§ Extracted information:
§
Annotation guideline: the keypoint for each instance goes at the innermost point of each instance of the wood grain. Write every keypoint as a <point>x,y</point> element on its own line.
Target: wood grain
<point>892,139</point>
§
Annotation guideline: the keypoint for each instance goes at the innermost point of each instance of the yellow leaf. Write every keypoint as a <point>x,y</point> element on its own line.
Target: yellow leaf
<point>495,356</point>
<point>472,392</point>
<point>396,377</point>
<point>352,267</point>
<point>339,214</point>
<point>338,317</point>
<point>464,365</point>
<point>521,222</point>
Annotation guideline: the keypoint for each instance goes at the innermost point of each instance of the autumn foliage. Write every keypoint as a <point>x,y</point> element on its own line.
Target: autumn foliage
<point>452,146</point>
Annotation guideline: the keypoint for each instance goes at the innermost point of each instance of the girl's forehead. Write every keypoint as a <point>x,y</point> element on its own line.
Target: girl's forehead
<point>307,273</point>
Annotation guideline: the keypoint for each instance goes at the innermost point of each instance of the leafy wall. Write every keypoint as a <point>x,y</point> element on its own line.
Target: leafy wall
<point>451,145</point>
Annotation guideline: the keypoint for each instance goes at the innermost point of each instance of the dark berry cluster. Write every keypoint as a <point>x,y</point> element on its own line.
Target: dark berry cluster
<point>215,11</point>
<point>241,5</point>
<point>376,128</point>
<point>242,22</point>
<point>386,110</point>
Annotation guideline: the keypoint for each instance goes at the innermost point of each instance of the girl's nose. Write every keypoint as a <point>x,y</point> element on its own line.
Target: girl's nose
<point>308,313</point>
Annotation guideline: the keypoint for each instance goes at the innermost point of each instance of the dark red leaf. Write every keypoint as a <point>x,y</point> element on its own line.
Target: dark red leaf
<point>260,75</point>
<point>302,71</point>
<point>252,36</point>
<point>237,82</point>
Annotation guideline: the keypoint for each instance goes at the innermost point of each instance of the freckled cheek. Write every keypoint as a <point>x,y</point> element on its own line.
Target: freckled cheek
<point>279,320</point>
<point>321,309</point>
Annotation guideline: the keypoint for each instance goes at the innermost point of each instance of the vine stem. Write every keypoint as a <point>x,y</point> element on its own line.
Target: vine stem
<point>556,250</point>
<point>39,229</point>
§
§ Stated goal: Copy the entries word for word, starting at the line containing "the girl's nose." and ending at the line containing "<point>308,313</point>", both included.

§ Correct answer:
Annotation guideline: the keypoint for each instance goes at the innermost point of each instance of the girl's nose. Write every keypoint as a <point>x,y</point> element on its own line.
Target: girl's nose
<point>308,313</point>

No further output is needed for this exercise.